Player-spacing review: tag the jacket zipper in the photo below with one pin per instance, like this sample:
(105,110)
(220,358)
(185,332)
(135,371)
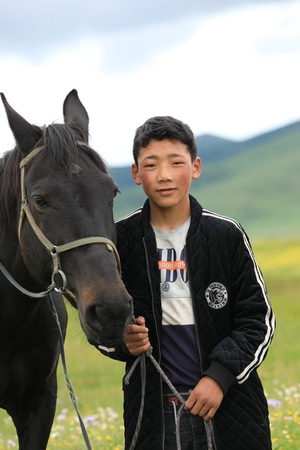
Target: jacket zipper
(197,339)
(155,321)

● ASSIGNMENT:
Quote each entry above verbatim and drop the pictures.

● WRITTEN SOLUTION:
Player-spacing review: tag the jacket zipper in the photo below with one pin per instance, like this sample:
(105,110)
(220,358)
(185,332)
(135,371)
Target: jacket zipper
(197,339)
(155,321)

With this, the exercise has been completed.